WHAT YOU WILL DO
Repeat the Johns Brook Valley hiking post below word for word, in full.

PASSAGE GIVEN
* * *

Wednesday, June 12, 2013

Bushnell Falls, the Wolf Jaws and Short Job: A Johns Brook Valley Sampler

Well the original plan was to climb Haystack but the mountains have the ultimate say and the weather often steers the ship. The forecast was less than ideal for Saturday. Based on the 3-4 different sources I use, I expected morning rain and for there to be a good chance we'd have a socked in summit. The Garden parking lot was MUCH more quiet then I had expected it to be. I guess the forecast had scared people off. We got Koda out of the car and I tied him to my back tire while we got our gear sorted and ready. The lady from the booth came over and gave Koda a biscuit. She was really sweet. He was too excited to eat it though so i put it in my pocket for later.

We were on the trail around 8:30 making our way carefully along a very muddy north side trail. This trail is always pretty muddy but the not-stop rain over the past few weeks, while good for the corn, has not been great for the trails. We reached our temporary home, the Goodwin Lean to at JBL, around 10:30 and dropped off our sleeping stuff and bear can.
Recently added Tram sticker. Best coffee shop in Utica (or anywhere possibly)!!!

the fam getting ready
A couple factors were starting to cause some unsettling feelings:
1) Jeanette's knee was giving her some trouble with a strange "snapping rubber band" feeling on the hike in.
2) By the time we hit JBL to fill up from the spigot (such luxury..thanks ADK!!!) it was 11. While I knew we had ample daylight to reach Haystack, I was wearing my packable daypack which has limited capacity and it was too small to bring our dinner/ cooking stuff. It started feeling like we didn't have enough time for the 10 miles to Haystack.
3) We mulled over our options (maybe Saddleback or Big Slide?) but decided to give it a go anyway. It's still hard to work these things out for us. I often have a very gung ho attitude (to a fault) about big hikes while Jeanette is more cautious and prone to anxiety. While this is not nearly as much a problem as when we were working towards the 46, sometimes it still creeps in and makes things tense and less fun....which is stupid!!! We are doing this for fun remember?!?! Oh well, brains and humans are far from perfect and we do the best we can.

* * *

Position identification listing

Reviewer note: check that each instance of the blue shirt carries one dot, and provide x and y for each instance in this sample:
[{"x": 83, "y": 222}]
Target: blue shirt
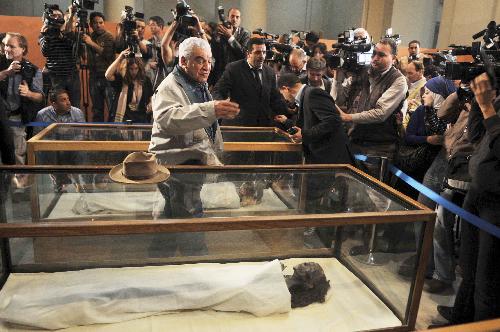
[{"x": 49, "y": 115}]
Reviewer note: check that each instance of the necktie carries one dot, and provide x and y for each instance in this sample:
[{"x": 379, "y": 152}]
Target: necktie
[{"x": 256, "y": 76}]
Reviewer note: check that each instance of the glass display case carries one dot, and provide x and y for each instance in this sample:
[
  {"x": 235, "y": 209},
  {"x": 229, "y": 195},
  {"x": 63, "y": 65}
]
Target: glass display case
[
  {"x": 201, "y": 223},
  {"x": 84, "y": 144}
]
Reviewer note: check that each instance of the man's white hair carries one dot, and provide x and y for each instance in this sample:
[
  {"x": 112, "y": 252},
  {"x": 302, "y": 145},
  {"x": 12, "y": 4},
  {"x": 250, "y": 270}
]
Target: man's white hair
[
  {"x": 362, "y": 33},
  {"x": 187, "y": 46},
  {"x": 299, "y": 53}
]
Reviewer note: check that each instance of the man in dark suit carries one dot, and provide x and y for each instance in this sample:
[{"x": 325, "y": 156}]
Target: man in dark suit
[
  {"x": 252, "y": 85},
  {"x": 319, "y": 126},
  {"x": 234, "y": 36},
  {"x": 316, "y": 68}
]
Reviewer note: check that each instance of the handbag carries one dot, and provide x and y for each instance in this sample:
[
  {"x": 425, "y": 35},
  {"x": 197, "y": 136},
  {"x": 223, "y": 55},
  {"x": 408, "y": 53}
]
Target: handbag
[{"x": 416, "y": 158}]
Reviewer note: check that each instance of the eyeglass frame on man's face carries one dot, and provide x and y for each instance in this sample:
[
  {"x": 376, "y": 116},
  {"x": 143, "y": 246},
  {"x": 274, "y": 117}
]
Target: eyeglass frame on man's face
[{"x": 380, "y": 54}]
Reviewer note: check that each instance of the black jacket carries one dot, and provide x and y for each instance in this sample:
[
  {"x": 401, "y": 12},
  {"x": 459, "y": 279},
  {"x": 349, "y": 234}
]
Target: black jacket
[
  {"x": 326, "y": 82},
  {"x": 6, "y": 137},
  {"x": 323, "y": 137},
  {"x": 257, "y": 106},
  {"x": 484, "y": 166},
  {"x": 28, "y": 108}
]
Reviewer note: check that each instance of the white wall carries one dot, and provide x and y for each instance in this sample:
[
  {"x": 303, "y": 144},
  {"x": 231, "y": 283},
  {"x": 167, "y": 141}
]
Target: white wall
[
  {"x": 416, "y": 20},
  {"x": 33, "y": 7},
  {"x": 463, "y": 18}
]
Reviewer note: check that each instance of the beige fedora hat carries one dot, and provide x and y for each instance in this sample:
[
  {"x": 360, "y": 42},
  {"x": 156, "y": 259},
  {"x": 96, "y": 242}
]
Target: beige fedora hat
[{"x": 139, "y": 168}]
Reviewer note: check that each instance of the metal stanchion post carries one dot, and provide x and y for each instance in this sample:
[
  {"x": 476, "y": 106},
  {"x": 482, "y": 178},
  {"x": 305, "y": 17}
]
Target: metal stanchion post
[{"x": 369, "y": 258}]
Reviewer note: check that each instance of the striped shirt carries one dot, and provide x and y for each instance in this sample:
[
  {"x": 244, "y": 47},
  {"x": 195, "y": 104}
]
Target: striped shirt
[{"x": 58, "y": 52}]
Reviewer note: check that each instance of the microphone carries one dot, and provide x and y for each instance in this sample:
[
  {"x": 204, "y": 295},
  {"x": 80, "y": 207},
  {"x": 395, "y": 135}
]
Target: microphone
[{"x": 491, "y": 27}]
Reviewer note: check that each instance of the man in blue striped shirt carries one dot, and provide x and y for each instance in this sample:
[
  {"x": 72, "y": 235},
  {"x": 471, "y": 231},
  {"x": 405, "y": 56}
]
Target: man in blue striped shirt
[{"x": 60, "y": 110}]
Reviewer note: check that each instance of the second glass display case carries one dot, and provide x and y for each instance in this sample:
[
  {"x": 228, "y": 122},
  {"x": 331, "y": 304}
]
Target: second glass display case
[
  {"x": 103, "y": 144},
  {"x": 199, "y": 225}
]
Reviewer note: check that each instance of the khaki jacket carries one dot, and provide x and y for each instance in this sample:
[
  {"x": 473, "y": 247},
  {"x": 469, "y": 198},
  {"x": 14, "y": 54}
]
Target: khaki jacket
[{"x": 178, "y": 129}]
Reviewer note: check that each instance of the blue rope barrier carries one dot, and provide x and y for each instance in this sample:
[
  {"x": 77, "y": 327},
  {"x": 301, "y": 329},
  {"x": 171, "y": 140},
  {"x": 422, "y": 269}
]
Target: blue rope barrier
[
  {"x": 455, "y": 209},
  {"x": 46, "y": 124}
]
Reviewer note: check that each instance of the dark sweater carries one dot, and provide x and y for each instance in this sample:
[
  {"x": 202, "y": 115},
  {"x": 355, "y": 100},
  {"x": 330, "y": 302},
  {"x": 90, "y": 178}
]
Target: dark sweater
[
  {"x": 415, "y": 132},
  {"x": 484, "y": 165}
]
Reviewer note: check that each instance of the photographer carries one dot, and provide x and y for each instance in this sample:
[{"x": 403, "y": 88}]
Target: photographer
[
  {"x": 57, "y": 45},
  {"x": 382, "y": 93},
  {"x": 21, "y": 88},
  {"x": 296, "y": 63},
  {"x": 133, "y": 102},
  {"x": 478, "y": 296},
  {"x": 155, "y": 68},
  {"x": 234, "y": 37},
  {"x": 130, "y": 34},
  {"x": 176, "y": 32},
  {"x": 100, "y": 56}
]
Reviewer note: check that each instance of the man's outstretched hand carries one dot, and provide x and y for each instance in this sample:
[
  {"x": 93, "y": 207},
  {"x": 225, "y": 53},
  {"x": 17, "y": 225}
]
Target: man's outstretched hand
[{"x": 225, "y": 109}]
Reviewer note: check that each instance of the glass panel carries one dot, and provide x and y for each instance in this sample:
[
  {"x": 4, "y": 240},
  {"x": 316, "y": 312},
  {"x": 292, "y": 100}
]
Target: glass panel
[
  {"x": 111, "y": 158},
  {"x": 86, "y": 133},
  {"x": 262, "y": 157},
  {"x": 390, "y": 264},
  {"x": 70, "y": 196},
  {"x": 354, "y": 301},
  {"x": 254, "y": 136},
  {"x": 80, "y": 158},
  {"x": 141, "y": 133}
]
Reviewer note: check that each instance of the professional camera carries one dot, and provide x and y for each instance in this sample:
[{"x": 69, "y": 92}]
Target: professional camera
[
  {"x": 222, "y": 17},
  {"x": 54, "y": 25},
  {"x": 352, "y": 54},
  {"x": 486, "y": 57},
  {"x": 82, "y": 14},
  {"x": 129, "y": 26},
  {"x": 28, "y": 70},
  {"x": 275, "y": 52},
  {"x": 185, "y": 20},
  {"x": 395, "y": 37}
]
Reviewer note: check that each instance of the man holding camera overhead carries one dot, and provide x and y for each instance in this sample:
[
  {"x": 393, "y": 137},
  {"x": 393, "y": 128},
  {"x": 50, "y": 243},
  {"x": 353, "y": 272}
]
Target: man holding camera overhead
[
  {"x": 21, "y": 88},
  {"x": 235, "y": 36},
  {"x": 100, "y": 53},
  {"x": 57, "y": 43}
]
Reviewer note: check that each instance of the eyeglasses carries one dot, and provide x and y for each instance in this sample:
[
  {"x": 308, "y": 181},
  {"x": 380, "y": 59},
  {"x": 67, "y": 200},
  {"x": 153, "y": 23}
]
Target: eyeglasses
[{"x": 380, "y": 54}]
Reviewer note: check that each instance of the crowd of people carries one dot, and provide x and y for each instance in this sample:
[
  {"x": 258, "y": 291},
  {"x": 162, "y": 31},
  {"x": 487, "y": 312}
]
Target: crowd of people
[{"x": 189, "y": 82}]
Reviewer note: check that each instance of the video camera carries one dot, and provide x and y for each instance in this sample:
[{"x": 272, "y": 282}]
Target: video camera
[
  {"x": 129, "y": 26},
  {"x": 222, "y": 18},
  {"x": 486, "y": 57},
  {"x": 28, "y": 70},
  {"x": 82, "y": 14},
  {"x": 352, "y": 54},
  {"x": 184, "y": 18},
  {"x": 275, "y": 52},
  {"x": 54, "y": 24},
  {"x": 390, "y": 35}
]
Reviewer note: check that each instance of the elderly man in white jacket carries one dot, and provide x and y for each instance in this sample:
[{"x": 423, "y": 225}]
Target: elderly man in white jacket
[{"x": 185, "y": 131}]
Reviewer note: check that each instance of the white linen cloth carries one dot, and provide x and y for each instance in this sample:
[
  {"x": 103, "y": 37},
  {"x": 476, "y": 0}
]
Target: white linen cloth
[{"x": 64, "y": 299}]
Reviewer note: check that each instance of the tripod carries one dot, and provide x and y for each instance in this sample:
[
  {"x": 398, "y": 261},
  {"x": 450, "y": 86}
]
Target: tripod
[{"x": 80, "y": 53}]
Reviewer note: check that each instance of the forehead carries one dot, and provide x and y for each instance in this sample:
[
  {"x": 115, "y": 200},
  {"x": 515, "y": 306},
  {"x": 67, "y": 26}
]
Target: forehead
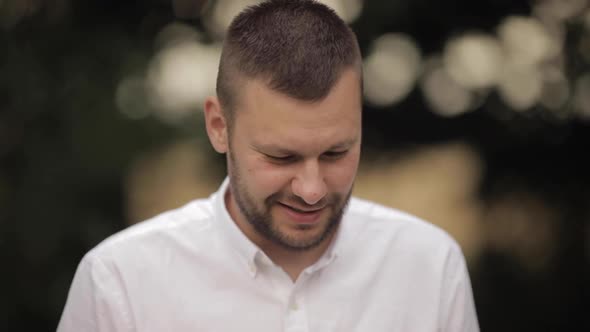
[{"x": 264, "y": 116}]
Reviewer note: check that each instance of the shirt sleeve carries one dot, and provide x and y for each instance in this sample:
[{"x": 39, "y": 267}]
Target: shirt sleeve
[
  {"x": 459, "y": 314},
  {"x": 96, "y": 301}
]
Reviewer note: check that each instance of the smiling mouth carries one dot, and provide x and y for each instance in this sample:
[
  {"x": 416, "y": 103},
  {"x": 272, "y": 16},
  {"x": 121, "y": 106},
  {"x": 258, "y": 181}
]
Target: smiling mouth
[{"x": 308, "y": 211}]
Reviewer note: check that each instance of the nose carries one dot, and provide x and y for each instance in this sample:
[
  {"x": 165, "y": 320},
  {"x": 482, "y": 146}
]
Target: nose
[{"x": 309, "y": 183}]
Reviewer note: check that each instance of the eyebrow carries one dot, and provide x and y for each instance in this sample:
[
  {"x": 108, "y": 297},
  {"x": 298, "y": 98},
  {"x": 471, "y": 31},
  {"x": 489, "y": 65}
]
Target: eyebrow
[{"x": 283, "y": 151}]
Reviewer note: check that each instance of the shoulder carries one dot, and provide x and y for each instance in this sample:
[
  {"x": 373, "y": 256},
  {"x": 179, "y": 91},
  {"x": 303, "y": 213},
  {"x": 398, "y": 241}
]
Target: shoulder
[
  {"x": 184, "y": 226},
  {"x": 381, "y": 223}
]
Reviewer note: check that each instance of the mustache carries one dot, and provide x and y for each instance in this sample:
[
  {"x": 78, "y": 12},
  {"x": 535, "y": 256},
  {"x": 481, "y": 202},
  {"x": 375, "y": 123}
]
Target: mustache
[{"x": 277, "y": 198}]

* * *

ANSWER IN FULL
Wednesday, June 12, 2013

Bushnell Falls, the Wolf Jaws and Short Job: A Johns Brook Valley Sampler

Well the original plan was to climb Haystack but the mountains have the ultimate say and the weather often steers the ship. The forecast was less than ideal for Saturday. Based on the 3-4 different sources I use, I expected morning rain and for there to be a good chance we'd have a socked in summit. The Garden parking lot was MUCH more quiet then I had expected it to be. I guess the forecast had scared people off. We got Koda out of the car and I tied him to my back tire while we got our gear sorted and ready. The lady from the booth came over and gave Koda a biscuit. She was really sweet. He was too excited to eat it though so i put it in my pocket for later.

We were on the trail around 8:30 making our way carefully along a very muddy north side trail. This trail is always pretty muddy but the not-stop rain over the past few weeks, while good for the corn, has not been great for the trails. We reached our temporary home, the Goodwin Lean to at JBL, around 10:30 and dropped off our sleeping stuff and bear can.
Recently added Tram sticker. Best coffee shop in Utica (or anywhere possibly)!!!

the fam getting ready
A couple factors were starting to cause some unsettling feelings:
1) Jeanette's knee was giving her some trouble with a strange "snapping rubber band" feeling on the hike in.
2) By the time we hit JBL to fill up from the spigot (such luxury..thanks ADK!!!) it was 11. While I knew we had ample daylight to reach Haystack, I was wearing my packable daypack which has limited capacity and it was too small to bring our dinner/ cooking stuff. It started feeling like we didn't have enough time for the 10 miles to Haystack.
3) We mulled over our options (maybe Saddleback or Big Slide?) but decided to give it a go anyway. It's still hard to work these things out for us. I often have a very gung ho attitude (to a fault) about big hikes while Jeanette is more cautious and prone to anxiety. While this is not nearly as much a problem as when we were working towards the 46, sometimes it still creeps in and makes things tense and less fun....which is stupid!!! We are doing this for fun remember?!?! Oh well, brains and humans are far from perfect and we do the best we can.